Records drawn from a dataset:
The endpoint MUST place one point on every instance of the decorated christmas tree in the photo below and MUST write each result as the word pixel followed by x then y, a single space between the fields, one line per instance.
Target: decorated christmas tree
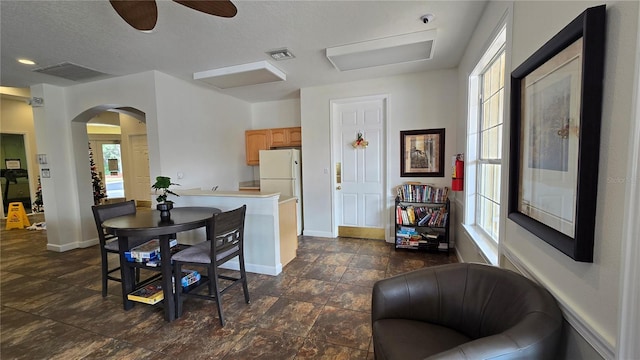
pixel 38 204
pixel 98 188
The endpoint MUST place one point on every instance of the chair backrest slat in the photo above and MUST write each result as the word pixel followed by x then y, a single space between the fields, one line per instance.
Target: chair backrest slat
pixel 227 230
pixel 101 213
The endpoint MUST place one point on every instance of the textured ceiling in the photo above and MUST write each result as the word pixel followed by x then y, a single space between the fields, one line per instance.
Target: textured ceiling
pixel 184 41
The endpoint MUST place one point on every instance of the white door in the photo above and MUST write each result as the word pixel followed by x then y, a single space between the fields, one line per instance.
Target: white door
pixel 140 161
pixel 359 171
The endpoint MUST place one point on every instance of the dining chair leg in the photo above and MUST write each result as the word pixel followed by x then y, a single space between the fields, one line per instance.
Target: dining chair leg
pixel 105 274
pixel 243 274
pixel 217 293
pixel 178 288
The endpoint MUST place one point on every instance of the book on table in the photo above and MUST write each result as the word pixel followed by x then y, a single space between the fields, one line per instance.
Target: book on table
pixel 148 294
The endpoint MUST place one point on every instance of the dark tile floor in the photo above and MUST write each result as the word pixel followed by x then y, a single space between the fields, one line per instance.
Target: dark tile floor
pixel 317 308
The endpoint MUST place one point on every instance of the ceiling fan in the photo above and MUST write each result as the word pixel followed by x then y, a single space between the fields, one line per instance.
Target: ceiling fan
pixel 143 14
...
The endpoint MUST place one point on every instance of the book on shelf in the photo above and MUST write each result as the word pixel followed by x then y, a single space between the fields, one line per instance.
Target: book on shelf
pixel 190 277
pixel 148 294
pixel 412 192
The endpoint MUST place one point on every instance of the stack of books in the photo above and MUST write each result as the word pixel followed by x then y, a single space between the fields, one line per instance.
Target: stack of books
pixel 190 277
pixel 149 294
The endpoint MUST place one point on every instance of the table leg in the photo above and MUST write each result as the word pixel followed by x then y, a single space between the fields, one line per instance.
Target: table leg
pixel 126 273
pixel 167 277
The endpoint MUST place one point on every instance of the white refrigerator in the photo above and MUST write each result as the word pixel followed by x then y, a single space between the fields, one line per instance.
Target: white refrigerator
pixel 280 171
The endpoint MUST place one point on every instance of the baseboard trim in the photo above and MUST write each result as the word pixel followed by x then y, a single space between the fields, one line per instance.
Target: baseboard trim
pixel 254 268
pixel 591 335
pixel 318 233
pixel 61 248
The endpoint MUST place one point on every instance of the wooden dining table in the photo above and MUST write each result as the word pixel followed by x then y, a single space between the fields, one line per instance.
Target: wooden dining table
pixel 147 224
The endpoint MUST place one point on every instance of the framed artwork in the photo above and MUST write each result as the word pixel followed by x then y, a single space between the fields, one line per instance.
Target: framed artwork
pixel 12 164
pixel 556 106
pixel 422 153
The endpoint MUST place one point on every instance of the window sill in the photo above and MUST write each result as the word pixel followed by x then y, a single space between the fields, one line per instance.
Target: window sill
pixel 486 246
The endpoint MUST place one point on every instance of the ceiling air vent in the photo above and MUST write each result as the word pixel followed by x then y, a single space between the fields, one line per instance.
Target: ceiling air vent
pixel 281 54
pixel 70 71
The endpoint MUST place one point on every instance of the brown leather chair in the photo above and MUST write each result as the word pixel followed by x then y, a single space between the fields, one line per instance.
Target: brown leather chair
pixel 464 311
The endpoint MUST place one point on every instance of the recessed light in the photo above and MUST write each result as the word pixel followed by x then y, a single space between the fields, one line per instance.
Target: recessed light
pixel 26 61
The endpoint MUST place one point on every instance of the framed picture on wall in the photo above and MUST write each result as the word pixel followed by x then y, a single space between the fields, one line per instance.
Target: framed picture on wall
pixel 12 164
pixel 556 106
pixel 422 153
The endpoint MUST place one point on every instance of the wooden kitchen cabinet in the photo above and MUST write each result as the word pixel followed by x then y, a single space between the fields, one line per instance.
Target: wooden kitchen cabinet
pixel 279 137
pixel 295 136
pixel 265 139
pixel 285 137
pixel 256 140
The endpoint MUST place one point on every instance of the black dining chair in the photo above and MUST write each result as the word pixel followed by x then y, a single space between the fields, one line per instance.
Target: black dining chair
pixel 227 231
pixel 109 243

== ASSIGNMENT ==
A verbatim transcription is needed of the lines above, starting at the line with "Target: framed artwork" and ending at the line with "the ceiling air", both included, and of nothing else.

== OUTPUT OF THE TASK ==
Target: framed artwork
pixel 12 164
pixel 556 106
pixel 422 153
The endpoint MUST place one point on every instance of the window sill in the photo above and MUST write each result as the word pixel followed by x then y, a single space between the fields, one line per instance.
Target: window sill
pixel 486 246
The endpoint MUST place one point on every instance of the ceiling air vent in the photo above and MUST write each result as the word pixel followed by x then y, a single space between the fields, one line per instance.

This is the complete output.